• [Texte cité]

..........

La RT 2012 et les deux coefficients
En raison des erreurs passées,
la nouvelle réglementation RT 2012 parue au Journal officiel est trop
ambitieuse pour pouvoir être appliquée à la rénovation de l’habitat ancien. Une
première conséquence des quelque 1 400 pages qui la composent et du
début de son application dans les logements neufs est la disparition progressive
du chauffage électrique individuelle à effet Joule au bénéfice du chauffage
collectif gaz. Alors que sous l’effet de la réglementation RT 2005 près de
70 % des logements neufs étaient équipés d’un chauffage électrique pour
seulement 30 % en chauffage gaz entre les années 2004 et 2008,
la tendance s’est brusquement inversée sous l’effet de la RT 2012 avec
70 % des logements neufs équipés en chauffage gaz en 2011. On peut dire
que la RT 2012 fait la part trop belle au chauffage gaz au détriment du chauffage
thermodynamique.

..........

• [Extrait source]
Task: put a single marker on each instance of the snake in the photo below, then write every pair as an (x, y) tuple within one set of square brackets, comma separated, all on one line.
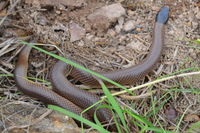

..........

• [Votre tâche]
Recopiez fidèlement le passage du texte sur la RT 2012 qui va de « La RT 2012 et » jusqu'à « thermodynamique. ».

• [Solution rédigée]
La RT 2012 et les deux coefficients
En raison des erreurs passées,
la nouvelle réglementation RT 2012 parue au Journal officiel est trop
ambitieuse pour pouvoir être appliquée à la rénovation de l’habitat ancien. Une
première conséquence des quelque 1 400 pages qui la composent et du
début de son application dans les logements neufs est la disparition progressive
du chauffage électrique individuelle à effet Joule au bénéfice du chauffage
collectif gaz. Alors que sous l’effet de la réglementation RT 2005 près de
70 % des logements neufs étaient équipés d’un chauffage électrique pour
seulement 30 % en chauffage gaz entre les années 2004 et 2008,
la tendance s’est brusquement inversée sous l’effet de la RT 2012 avec
70 % des logements neufs équipés en chauffage gaz en 2011. On peut dire
que la RT 2012 fait la part trop belle au chauffage gaz au détriment du chauffage
thermodynamique.